## TEXT SEGMENT:
Few cars are as sharp-looking as Audi’s ageless four-door fastback. Seemingly fueled from the fountain of youth, the A7 delivers an exceptional experience on the boulevard or at the track. It is loaded with standard features and incorporates a class-exclusive hatchback body with copious cargo space. The interior, with its high-class materials, defines fineness. A standard 340-hp supercharged V-6 syncs to an eight-speed automatic transmission and Quattro all-wheel drive, to deliver a performance symphony. Want more? Check out the 450-hp S7 or the RS7, with up to 605 horses. However, we think the standard A7 should please most shoppers with a balanced blend of luxury and athleticism.

What's New for 2018?

The A7 is essentially unchanged for 2018. Instead, it now has more standard features, and last year’s Competition model is now a $3000 package. Audi also made its more powerful 340-hp supercharged 3.0-liter V-6 standard, up from 333 horsepower. The Competition package still adds sporty exterior and interior elements, S-line bumpers, a taut but livable suspension, and a Quattro sport differential. The Premium Plus model now has full LED ambient interior lighting as standard, and the Prestige trim includes a standard corner-view camera.

## TASK OBJECTIVE:
Reproduce everything in the Audi A7 review from "Few cars are" down to "luxury and athleticism.". The items that come next are drawn from a separate source.

## MATERIAL PROVIDED:
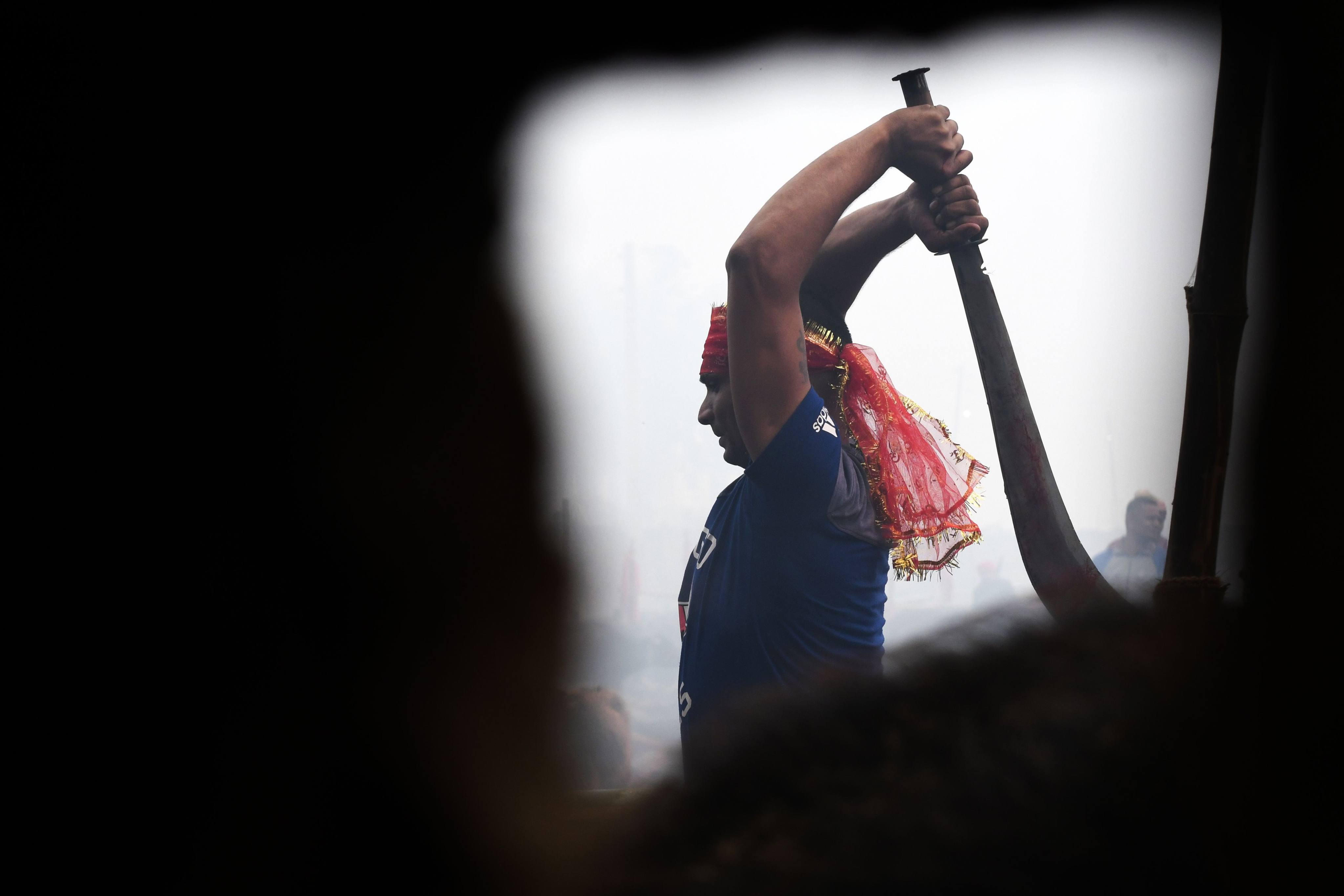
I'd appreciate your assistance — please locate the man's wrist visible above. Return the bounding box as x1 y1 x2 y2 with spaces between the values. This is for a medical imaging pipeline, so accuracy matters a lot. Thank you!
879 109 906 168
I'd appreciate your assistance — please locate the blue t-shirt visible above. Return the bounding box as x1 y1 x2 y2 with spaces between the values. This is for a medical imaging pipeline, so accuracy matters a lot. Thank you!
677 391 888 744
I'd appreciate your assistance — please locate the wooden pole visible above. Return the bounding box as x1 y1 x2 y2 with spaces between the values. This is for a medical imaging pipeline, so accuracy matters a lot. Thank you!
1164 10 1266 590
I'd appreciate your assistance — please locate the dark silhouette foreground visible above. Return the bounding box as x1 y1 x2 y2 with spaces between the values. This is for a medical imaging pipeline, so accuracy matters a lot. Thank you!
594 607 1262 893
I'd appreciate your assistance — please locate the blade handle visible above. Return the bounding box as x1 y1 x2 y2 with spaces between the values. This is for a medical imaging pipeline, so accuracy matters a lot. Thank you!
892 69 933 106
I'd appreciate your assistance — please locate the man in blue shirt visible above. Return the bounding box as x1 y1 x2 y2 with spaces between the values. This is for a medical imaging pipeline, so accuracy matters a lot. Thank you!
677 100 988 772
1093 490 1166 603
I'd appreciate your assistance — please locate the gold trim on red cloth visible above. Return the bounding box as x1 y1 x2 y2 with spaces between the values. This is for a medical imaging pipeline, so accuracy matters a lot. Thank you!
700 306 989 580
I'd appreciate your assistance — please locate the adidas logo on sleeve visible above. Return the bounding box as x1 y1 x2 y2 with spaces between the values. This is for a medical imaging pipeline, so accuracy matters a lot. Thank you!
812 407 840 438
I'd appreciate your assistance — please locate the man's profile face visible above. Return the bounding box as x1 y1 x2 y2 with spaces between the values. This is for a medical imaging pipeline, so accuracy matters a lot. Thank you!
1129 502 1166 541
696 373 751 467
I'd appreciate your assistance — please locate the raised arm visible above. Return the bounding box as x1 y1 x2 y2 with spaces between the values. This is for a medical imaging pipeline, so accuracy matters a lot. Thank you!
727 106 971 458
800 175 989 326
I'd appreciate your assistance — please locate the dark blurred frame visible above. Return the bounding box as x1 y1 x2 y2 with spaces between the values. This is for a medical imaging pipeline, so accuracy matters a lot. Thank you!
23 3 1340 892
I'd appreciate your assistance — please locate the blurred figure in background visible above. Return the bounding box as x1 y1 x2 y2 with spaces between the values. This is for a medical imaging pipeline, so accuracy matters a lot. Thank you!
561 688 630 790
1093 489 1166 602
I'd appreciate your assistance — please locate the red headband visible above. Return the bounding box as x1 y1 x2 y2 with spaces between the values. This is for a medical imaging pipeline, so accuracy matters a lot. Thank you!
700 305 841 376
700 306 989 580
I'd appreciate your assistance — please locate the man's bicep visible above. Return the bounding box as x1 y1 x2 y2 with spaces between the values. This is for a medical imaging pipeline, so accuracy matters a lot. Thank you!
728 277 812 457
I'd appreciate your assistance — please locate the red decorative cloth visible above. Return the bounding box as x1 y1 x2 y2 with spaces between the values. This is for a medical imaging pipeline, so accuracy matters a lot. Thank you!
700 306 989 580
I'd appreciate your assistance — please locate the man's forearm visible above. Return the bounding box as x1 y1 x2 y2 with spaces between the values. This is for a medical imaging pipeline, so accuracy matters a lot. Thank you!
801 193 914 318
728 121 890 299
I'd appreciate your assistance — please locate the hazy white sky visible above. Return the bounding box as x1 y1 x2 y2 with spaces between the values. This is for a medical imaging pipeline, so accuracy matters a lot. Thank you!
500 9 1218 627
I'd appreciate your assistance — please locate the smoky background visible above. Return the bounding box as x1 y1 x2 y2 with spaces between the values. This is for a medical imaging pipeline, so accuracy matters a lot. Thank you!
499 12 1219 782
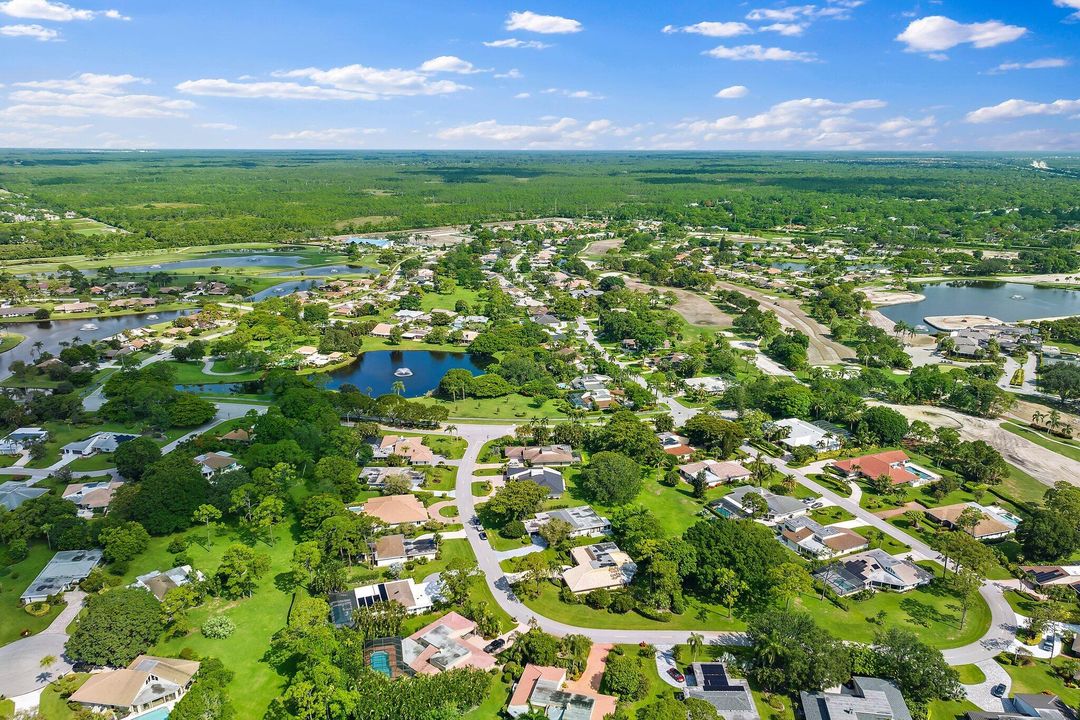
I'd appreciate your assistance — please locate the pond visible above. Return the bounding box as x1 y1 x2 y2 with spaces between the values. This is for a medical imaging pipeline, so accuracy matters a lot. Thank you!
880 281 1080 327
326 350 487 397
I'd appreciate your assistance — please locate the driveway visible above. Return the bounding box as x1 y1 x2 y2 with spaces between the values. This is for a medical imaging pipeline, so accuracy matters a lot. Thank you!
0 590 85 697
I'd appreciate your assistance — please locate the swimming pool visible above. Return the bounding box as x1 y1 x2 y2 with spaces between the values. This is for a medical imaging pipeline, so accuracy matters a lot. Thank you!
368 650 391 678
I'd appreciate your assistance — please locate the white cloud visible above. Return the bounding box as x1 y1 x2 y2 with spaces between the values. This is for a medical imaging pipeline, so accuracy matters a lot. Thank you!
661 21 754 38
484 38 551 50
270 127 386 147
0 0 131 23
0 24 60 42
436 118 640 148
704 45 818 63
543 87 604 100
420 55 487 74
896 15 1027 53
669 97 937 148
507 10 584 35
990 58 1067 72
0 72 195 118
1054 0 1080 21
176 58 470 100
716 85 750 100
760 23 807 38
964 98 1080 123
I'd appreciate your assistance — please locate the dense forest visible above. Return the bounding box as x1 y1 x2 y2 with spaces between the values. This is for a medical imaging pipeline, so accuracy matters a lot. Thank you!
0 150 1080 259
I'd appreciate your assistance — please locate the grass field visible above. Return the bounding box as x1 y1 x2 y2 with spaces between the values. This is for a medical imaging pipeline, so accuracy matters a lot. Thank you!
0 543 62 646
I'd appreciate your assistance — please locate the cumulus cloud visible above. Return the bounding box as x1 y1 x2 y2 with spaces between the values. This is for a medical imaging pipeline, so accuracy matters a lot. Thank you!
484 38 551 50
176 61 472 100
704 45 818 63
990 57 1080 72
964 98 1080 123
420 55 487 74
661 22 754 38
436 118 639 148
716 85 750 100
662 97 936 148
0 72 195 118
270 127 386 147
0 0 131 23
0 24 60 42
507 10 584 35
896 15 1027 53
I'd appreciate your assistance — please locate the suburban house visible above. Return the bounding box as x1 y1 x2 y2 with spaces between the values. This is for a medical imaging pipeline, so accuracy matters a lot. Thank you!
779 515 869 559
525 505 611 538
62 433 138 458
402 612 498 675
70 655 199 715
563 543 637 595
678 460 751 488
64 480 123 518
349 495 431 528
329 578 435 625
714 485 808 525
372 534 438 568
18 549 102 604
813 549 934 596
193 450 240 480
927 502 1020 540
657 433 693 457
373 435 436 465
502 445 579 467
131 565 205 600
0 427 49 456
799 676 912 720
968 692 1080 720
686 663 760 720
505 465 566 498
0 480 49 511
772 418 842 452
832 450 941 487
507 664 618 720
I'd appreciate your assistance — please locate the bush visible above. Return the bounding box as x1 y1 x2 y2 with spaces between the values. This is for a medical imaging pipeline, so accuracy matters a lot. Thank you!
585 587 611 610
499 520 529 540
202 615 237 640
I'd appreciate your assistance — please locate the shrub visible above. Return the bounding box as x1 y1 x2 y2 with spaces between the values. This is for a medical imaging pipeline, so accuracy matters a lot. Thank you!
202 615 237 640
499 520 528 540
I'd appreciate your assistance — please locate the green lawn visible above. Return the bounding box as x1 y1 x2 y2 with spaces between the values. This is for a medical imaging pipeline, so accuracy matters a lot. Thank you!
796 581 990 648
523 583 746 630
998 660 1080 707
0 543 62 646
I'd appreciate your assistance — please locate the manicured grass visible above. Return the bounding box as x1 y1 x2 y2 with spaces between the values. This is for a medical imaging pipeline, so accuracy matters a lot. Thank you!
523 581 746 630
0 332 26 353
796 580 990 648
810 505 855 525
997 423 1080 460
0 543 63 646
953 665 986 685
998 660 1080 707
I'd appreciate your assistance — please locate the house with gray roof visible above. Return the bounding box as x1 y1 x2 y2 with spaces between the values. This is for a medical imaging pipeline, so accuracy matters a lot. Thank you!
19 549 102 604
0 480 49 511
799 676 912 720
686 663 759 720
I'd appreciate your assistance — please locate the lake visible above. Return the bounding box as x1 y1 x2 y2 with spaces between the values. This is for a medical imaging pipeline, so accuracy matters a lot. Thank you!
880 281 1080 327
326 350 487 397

## WRITTEN RESPONSE:
Few cars are as sharp-looking as Audi’s ageless four-door fastback. Seemingly fueled from the fountain of youth, the A7 delivers an exceptional experience on the boulevard or at the track. It is loaded with standard features and incorporates a class-exclusive hatchback body with copious cargo space. The interior, with its high-class materials, defines fineness. A standard 340-hp supercharged V-6 syncs to an eight-speed automatic transmission and Quattro all-wheel drive, to deliver a performance symphony. Want more? Check out the 450-hp S7 or the RS7, with up to 605 horses. However, we think the standard A7 should please most shoppers with a balanced blend of luxury and athleticism.